In the entries that follow, find the word "bare" and report each line it is on.

◆ Listed entries ◆
◆ ◆ ◆ ◆ ◆ ◆ ◆

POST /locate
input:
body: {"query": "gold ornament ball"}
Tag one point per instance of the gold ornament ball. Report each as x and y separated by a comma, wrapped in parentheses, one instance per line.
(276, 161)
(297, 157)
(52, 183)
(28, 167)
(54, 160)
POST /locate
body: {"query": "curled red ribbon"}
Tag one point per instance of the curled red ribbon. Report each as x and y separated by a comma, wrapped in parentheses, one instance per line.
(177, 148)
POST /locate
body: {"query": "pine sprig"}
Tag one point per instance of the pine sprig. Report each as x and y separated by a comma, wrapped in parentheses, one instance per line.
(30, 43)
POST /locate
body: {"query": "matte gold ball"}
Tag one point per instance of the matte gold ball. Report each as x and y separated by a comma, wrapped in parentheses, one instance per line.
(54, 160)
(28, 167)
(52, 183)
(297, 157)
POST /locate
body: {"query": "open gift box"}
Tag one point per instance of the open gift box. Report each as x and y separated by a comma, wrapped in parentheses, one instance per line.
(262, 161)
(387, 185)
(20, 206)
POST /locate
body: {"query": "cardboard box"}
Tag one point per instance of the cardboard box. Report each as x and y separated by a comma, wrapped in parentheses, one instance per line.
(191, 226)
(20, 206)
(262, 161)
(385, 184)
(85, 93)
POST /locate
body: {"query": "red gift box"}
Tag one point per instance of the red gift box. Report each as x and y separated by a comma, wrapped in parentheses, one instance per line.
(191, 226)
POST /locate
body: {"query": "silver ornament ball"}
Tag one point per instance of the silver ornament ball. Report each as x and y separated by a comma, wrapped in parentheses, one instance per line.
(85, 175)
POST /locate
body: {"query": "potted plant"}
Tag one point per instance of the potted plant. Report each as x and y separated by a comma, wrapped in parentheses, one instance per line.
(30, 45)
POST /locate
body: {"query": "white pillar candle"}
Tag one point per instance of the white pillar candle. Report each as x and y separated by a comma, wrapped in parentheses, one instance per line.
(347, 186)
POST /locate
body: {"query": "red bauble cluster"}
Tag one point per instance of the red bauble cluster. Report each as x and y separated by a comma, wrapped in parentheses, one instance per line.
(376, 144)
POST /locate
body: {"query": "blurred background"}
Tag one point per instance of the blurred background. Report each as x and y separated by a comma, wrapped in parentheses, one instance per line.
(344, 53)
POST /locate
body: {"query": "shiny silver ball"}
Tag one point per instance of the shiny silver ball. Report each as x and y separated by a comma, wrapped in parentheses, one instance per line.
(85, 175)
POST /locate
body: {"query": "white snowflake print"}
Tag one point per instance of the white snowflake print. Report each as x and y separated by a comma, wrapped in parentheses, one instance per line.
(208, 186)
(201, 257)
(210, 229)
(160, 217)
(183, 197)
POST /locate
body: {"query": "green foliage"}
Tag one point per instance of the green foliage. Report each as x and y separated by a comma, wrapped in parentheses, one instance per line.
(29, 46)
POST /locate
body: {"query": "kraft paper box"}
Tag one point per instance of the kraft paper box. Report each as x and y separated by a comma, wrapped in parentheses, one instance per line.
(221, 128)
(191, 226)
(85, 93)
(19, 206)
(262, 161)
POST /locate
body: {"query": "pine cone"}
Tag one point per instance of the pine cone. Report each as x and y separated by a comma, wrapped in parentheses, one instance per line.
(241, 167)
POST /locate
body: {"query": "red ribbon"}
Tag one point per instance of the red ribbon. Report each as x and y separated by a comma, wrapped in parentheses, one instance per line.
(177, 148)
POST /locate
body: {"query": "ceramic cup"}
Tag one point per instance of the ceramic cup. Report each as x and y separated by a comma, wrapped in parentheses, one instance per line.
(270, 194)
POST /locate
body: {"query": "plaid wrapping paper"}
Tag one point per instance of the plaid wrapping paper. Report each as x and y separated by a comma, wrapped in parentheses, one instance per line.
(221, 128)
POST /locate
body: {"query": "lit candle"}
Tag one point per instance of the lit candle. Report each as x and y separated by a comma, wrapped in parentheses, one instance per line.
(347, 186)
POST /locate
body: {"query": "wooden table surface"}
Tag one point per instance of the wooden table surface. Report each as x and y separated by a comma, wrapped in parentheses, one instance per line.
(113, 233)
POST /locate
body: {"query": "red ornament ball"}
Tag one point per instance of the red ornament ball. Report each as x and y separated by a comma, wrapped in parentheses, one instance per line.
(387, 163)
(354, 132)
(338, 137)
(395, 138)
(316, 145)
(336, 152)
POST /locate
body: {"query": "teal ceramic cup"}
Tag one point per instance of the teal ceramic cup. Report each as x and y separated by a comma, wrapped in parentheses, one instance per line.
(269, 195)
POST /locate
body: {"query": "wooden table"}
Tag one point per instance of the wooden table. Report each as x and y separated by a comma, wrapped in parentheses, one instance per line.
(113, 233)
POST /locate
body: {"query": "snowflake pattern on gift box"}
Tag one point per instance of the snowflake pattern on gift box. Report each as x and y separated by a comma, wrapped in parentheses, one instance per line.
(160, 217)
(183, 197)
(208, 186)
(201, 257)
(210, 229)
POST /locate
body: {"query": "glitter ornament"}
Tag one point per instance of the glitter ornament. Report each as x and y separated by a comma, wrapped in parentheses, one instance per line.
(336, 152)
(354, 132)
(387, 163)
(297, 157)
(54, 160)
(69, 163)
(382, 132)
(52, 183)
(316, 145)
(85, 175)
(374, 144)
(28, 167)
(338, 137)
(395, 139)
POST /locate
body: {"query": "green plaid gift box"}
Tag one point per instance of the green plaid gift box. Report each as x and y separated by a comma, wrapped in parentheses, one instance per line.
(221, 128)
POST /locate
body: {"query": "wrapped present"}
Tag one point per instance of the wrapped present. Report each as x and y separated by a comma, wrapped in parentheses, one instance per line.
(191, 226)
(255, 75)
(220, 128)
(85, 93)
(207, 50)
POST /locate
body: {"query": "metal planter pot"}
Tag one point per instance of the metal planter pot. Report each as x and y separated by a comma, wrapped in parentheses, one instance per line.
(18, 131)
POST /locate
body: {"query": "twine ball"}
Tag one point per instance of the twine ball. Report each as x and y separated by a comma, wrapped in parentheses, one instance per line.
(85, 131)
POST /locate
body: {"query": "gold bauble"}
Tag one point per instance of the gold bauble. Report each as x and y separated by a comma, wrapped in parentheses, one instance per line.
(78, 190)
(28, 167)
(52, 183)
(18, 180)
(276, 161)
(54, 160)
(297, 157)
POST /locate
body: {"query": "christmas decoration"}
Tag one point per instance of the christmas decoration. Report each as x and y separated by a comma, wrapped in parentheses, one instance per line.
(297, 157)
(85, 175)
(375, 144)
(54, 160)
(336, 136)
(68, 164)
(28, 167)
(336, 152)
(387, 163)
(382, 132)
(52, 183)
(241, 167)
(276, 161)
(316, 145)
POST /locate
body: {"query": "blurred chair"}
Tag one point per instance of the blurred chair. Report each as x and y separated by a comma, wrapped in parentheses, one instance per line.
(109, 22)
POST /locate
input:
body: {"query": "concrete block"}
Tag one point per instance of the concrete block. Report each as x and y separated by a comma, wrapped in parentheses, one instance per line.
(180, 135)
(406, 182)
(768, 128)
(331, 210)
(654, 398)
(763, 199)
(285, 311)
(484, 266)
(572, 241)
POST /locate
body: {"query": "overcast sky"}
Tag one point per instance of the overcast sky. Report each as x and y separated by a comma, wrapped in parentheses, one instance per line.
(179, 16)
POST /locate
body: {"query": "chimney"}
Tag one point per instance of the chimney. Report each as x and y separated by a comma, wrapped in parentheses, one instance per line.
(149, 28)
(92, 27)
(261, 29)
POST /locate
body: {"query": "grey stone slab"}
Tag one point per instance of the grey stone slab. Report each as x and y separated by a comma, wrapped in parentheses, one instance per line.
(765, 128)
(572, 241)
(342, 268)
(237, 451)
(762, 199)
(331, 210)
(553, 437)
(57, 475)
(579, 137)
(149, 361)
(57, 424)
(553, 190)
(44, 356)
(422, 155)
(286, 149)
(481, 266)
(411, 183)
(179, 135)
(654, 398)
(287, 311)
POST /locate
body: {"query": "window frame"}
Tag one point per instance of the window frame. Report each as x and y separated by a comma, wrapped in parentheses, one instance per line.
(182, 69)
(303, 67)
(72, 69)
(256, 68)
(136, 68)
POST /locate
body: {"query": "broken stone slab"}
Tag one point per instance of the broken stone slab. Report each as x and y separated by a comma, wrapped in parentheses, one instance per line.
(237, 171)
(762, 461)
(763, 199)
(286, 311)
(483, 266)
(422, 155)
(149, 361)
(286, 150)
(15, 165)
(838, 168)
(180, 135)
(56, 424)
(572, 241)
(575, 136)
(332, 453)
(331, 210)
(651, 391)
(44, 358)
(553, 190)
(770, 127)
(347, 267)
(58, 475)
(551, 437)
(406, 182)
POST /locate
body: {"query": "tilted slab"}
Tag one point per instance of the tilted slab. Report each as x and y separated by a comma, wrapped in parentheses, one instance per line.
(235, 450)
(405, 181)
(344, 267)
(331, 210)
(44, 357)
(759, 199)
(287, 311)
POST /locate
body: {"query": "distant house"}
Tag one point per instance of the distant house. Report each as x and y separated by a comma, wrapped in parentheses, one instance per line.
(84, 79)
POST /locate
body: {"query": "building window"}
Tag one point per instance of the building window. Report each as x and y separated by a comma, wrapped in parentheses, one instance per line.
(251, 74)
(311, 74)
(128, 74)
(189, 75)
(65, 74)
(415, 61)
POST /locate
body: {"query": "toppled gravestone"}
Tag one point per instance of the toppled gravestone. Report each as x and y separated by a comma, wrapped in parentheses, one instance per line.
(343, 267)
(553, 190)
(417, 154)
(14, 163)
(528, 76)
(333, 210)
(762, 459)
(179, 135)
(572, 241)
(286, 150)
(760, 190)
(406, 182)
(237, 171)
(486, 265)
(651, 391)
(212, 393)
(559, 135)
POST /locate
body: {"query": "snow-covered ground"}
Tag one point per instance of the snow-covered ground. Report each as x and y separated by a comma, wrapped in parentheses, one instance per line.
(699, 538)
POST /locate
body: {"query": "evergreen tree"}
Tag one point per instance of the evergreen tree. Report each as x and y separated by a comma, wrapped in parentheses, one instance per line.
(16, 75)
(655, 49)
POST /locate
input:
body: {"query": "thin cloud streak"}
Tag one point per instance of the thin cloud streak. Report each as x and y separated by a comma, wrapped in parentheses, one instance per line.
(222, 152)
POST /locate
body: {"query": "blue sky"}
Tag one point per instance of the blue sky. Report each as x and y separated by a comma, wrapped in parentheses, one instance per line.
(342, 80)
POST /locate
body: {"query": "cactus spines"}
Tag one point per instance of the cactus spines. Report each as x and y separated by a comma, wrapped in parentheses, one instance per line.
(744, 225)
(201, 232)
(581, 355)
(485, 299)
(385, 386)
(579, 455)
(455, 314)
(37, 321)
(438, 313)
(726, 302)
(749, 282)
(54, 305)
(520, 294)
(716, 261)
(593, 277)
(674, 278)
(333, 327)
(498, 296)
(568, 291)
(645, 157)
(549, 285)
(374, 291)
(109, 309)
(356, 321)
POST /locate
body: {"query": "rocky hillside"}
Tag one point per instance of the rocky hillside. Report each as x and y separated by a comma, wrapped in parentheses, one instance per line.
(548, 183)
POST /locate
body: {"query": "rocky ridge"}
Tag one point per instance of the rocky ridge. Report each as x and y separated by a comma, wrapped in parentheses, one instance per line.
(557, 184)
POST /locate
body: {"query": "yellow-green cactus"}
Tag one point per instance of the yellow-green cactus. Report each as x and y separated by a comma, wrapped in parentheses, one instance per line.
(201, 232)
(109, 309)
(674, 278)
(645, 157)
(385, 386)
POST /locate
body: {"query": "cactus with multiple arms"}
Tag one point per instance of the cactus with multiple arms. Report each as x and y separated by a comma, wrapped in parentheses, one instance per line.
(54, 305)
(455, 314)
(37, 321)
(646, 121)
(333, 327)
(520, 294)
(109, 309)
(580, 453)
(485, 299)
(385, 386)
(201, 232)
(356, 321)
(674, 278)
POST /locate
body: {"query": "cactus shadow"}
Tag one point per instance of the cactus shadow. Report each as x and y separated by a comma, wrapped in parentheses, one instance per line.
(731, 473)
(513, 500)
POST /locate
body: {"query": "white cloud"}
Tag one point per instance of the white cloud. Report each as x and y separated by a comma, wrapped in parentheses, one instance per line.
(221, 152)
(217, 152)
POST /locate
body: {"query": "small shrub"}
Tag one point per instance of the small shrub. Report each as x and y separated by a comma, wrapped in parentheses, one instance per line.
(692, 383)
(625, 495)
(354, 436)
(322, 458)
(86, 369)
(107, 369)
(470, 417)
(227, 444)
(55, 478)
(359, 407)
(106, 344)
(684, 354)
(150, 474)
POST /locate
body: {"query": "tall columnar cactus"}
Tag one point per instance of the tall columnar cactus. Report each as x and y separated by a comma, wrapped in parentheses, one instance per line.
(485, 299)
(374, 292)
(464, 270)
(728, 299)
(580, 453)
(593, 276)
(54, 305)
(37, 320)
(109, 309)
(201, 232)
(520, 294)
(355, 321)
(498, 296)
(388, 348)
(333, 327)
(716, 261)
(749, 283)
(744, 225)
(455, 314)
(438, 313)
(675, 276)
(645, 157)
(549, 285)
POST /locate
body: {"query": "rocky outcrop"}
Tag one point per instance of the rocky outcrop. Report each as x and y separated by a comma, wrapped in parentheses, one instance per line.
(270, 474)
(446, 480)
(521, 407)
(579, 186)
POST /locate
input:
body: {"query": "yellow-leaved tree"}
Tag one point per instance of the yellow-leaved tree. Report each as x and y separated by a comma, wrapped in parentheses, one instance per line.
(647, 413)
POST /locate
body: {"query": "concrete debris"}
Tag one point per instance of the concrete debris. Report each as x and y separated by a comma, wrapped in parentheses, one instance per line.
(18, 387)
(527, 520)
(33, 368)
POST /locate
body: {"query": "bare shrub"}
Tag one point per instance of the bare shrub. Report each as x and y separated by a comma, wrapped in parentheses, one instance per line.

◆ ◆ ◆ ◆ ◆ ◆ ◆

◆ Task response ◆
body: {"query": "bare shrub"}
Tag one point per instance of the bare shrub. Report each as x and y separated by a comma, wrapped in parentheses, one instance per line.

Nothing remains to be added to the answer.